-- Start --

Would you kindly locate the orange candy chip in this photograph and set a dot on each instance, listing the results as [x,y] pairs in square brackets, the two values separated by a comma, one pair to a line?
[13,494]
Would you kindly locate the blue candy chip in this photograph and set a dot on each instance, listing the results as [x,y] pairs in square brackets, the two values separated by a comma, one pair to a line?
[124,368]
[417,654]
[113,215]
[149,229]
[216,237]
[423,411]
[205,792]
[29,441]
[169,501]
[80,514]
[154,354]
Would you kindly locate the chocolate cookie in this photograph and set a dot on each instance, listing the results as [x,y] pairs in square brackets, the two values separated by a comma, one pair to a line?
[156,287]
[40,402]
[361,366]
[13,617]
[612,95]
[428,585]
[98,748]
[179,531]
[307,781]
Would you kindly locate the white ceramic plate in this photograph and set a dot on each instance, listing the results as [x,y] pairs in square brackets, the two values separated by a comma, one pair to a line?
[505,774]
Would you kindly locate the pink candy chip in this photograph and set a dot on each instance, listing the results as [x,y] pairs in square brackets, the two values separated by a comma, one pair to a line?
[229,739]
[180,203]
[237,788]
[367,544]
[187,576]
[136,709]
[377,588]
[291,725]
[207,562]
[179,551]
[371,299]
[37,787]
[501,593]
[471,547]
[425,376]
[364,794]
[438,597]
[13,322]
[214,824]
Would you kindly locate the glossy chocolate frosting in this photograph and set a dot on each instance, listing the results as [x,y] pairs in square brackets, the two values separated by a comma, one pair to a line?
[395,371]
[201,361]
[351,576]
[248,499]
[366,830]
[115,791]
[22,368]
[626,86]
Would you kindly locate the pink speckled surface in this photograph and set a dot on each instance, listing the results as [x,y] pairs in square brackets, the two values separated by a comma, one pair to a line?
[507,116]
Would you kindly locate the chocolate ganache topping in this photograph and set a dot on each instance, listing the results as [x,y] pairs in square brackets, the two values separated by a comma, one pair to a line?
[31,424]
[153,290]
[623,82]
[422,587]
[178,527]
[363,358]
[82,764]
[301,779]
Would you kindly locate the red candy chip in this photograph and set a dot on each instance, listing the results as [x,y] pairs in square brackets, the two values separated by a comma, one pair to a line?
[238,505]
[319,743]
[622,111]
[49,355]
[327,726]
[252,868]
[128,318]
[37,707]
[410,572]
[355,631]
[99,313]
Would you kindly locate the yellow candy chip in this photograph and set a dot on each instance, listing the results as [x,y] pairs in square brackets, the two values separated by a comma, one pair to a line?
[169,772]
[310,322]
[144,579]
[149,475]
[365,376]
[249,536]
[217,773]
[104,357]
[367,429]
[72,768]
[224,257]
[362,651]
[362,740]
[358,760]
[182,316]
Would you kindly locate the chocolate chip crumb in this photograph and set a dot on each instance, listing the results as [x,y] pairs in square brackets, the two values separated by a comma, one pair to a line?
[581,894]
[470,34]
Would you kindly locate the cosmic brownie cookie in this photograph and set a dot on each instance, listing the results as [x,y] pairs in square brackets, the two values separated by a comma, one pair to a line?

-- End --

■ GOAL ■
Set out all of the records above as a numbered list, omitting any blank lines.

■ EXERCISE SOLUTION ■
1. Would you kindly locate the orange candy chip in this photograph and set a dot on each instance, listing the results as [x,y] pairs in square brackets, the two values separated by a comma, one pair to a line?
2. [13,494]
3. Would you kindly locate the blue candy chip in this photograph and set a dot on each instance, listing the results as [x,y] pairs in square brackets, the two values separated by a comma, one pair to a line?
4. [124,368]
5. [417,654]
6. [113,215]
7. [149,229]
8. [216,237]
9. [423,411]
10. [205,792]
11. [29,441]
12. [169,501]
13. [80,514]
14. [154,354]
15. Would you kindly locate the chocolate cookie in this photograph and set a dot on each instance, listing the results as [x,y] pairs in square brackets, the two values separated by a comma, one pair to a line?
16. [156,287]
17. [40,402]
18. [361,366]
19. [13,617]
20. [612,95]
21. [428,585]
22. [98,748]
23. [179,531]
24. [307,781]
25. Would you kindly locate the white ceramic plate in this photograph and set a dot on each instance, listing the results as [x,y] pairs in square brackets, the two values separated by a comma, one pair to a line?
26. [505,774]
27. Would you kindly locate the pink candy chip in this photograph and set a dot on each instance, listing the results as [x,y] pairs in square brackets, the two values separated by a comma, one pair to a line?
28. [229,739]
29. [180,203]
30. [237,788]
31. [367,544]
32. [187,576]
33. [136,709]
34. [377,588]
35. [291,725]
36. [207,562]
37. [179,551]
38. [371,299]
39. [37,787]
40. [501,593]
41. [471,547]
42. [425,376]
43. [364,794]
44. [438,597]
45. [13,322]
46. [214,824]
47. Would you kindly locate the glossy chocolate frosting in this photograph and set a dot on each instance, listing the results as [x,y] pairs in square brackets, the two values separated by a comma, one pair to a line?
48. [395,371]
49. [201,361]
50. [351,576]
51. [248,499]
52. [366,830]
53. [115,791]
54. [22,368]
55. [626,86]
56. Would you kindly locate the pink speckled surface in this photograph and set a dot on each instance, listing the results as [x,y] pairs in square brackets, the two values separated by a comma, one pair to a line?
57. [507,116]
58. Would you kindly locate the chocolate ganache topping in this photograph and set a dot on each instance, listing the results as [x,y] pairs in square brackets, the two values separated by a comma, one pair to a line?
59. [31,424]
60. [153,290]
61. [623,82]
62. [422,587]
63. [178,527]
64. [363,358]
65. [82,764]
66. [301,779]
67. Would you kindly locate the red candy chip in this photograph and set a dot on each instance, listing the results as [x,y] pairs in square brackets, the two values separated by a comma, one pair to a line?
68. [238,505]
69. [319,743]
70. [622,111]
71. [49,355]
72. [327,726]
73. [252,868]
74. [128,318]
75. [37,707]
76. [410,572]
77. [355,631]
78. [99,313]
79. Would you kindly locate the yellow candy chip in this photograph and set a dot on each instance, listing the results as [x,y] pairs in square brackets, the two values separated by a comma, one pair to a line?
80. [169,772]
81. [310,322]
82. [144,579]
83. [149,475]
84. [365,376]
85. [249,536]
86. [217,773]
87. [104,357]
88. [367,429]
89. [72,768]
90. [224,257]
91. [362,651]
92. [362,740]
93. [358,760]
94. [182,316]
95. Would you kindly locate the chocolate chip crumb in this photograph and set a dot on each instance, listing the results as [x,y] pairs in square brackets, the two values separated by a comma, one pair to a line?
96. [581,894]
97. [470,34]
98. Would you kindly locate the cosmic brownie cookie in this photograph and set a dot on each instance, listing the results as [x,y] pairs in square brackets, the two values separated by a comma, one pair to a line?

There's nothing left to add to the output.